* ASSIGNMENT *
An answer that reproduces all the entries exactly is what is needed.

[Point-per-instance localization data]
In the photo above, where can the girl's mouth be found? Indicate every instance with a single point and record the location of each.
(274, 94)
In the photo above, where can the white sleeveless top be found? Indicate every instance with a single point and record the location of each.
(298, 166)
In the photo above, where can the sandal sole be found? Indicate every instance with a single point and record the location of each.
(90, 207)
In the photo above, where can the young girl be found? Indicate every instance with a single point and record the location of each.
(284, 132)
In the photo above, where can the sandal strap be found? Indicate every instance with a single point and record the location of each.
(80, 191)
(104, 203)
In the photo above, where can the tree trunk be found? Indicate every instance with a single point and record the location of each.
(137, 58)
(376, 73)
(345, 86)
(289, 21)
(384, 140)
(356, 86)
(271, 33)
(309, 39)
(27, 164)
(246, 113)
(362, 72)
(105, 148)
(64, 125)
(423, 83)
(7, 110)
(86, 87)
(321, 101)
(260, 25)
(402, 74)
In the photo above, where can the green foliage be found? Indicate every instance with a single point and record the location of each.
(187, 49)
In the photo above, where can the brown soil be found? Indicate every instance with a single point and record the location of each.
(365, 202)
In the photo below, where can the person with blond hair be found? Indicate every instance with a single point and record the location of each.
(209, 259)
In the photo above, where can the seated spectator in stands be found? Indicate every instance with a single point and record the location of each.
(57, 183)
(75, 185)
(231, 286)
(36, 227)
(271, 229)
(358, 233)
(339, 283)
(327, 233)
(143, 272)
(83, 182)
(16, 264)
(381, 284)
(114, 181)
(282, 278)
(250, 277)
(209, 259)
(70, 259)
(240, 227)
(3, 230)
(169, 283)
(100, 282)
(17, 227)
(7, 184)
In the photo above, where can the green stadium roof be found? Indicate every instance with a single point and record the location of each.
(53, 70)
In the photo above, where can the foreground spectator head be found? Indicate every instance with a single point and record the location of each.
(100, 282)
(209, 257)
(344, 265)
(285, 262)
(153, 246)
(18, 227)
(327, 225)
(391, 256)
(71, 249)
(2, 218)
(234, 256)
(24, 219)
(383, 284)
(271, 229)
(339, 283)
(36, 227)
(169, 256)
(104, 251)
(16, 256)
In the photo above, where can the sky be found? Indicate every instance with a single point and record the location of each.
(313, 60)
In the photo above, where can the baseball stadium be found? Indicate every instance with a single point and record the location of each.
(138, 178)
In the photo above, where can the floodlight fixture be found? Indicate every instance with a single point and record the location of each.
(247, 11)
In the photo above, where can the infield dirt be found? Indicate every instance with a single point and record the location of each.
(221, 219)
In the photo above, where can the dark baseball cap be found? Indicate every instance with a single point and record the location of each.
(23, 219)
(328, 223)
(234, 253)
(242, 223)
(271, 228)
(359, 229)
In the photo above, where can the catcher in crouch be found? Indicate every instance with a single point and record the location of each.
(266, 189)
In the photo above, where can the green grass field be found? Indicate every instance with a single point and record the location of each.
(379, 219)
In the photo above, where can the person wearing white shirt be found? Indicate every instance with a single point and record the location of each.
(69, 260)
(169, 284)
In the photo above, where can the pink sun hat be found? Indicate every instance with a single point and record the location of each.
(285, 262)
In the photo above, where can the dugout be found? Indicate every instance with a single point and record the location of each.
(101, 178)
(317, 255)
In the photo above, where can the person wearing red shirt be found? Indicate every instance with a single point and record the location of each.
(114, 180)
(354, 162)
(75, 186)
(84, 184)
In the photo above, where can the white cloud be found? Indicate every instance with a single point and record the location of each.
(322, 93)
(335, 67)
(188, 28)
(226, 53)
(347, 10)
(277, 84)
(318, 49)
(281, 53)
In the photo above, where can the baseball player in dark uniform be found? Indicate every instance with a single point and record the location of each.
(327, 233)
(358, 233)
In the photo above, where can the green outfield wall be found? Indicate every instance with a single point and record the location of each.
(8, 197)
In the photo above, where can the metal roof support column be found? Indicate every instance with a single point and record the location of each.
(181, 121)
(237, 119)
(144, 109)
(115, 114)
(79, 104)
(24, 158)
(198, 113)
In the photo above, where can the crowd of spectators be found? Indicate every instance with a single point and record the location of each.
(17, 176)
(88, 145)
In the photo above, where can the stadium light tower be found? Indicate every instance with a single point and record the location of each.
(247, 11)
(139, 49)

* OUTPUT FOR THIS EXERCISE *
In the photo above, where can the girl's mouth be found? Indicate every instance with a single point and record the location of each.
(274, 94)
In the photo above, where can the white sleeveless top be found? Indicate every instance with a single point and record the location of each.
(298, 166)
In the photo above, where can the sandal sole be found? Indicate every instance with a single point and record the location of each.
(90, 207)
In the photo above, where can the young girl be found? Indicate every instance with a single point and record the location of each.
(284, 132)
In the photo above, where can the sandal strap be found? Indicate every instance with a single point and record the location of each.
(80, 191)
(104, 203)
In the photo above, where can the tree trunk be found? Indicate every instance with a single point and record the location of each.
(137, 58)
(376, 73)
(345, 86)
(289, 21)
(384, 140)
(356, 86)
(271, 33)
(309, 39)
(27, 164)
(246, 113)
(362, 72)
(105, 148)
(64, 125)
(423, 83)
(7, 110)
(86, 87)
(321, 101)
(260, 25)
(402, 74)
In the photo above, where can the green foliage be found? Indicate every instance with a single point and record the location of each.
(187, 49)
In the photo above, where can the brown soil be found? Indicate every instance with a single point and record the location of each.
(365, 202)
In the photo below, where can the person with blond hair be found? Indicate every instance with a single point and record the location of each.
(209, 259)
In the photo above, where can the seated spectator in stands be found? Indicate every instance with a single point and record the location of each.
(57, 183)
(75, 185)
(231, 286)
(36, 227)
(271, 229)
(358, 233)
(339, 283)
(327, 233)
(143, 272)
(83, 182)
(16, 264)
(381, 284)
(114, 181)
(282, 278)
(250, 277)
(209, 259)
(70, 259)
(240, 227)
(3, 230)
(169, 283)
(100, 282)
(17, 227)
(7, 184)
In the photo above, where can the green stadium roof be found? Indicate every instance with a single point and record the location of each.
(53, 70)
In the photo above, where can the foreground spectator head be found? Indicate every instance with a single point and record the location of each.
(100, 282)
(209, 257)
(344, 265)
(285, 262)
(153, 246)
(18, 227)
(327, 225)
(391, 256)
(71, 249)
(2, 218)
(234, 256)
(24, 219)
(383, 284)
(271, 229)
(339, 283)
(36, 227)
(169, 256)
(104, 251)
(16, 256)
In the photo above, where can the sky be found? Indicate every instance with a single point and record the location of each.
(313, 60)
In the photo above, where can the baseball stadium be found? Indicate every instance with a single point and record the location of each.
(138, 178)
In the photo above, where can the floodlight fixture be found? Indicate every instance with a single point and record the location of each.
(247, 11)
In the photo above, where can the infield dirt be found? Indicate every instance with a single point and record the location of each.
(221, 219)
In the photo above, where can the dark baseball cap be found? Indicate every instance with a single point and record the location of each.
(23, 219)
(328, 223)
(234, 253)
(242, 223)
(271, 228)
(359, 229)
In the photo above, where can the catcher in crouch be found? Indicate every instance with a single point and record the location of each.
(266, 189)
In the photo above, where can the green grass field be found? Indicate every instance with a single point and record the location of each.
(379, 219)
In the photo above, where can the person wearing white shirt be found? Indicate every instance with a single point and record the location of each.
(69, 260)
(169, 284)
In the photo above, where can the pink sun hat be found? Indicate every instance with a single point and record the location of each.
(285, 262)
In the photo above, where can the dugout be found? Indicate every instance with a single point and record the location of each.
(101, 178)
(317, 255)
In the photo above, where can the person wearing red shirt be found? Indicate every instance with a single point and record the location of each.
(114, 180)
(354, 162)
(75, 186)
(84, 184)
In the photo above, where can the white cloud be found? Indicate every instance with a single point and record the location of each.
(322, 93)
(335, 67)
(188, 28)
(226, 53)
(347, 10)
(277, 84)
(318, 49)
(281, 53)
In the photo above, where can the baseball player in dark uniform be found? Indicate every instance with a single point and record the location of each.
(327, 233)
(358, 233)
In the photo above, where can the green outfield wall be found? Indicate every instance with a single point and record the location of each.
(8, 197)
In the photo above, where can the metal roof support column be found? Indicate every instance with a single point and record the location of each.
(181, 121)
(237, 119)
(144, 109)
(115, 114)
(79, 104)
(24, 158)
(198, 113)
In the photo above, where can the crowd of spectators be found? Indicate every instance with a single point and record the location of each.
(17, 176)
(88, 145)
In the photo above, where can the stadium light tower be found? Indicate every instance with a single point and record the location of each.
(247, 11)
(139, 49)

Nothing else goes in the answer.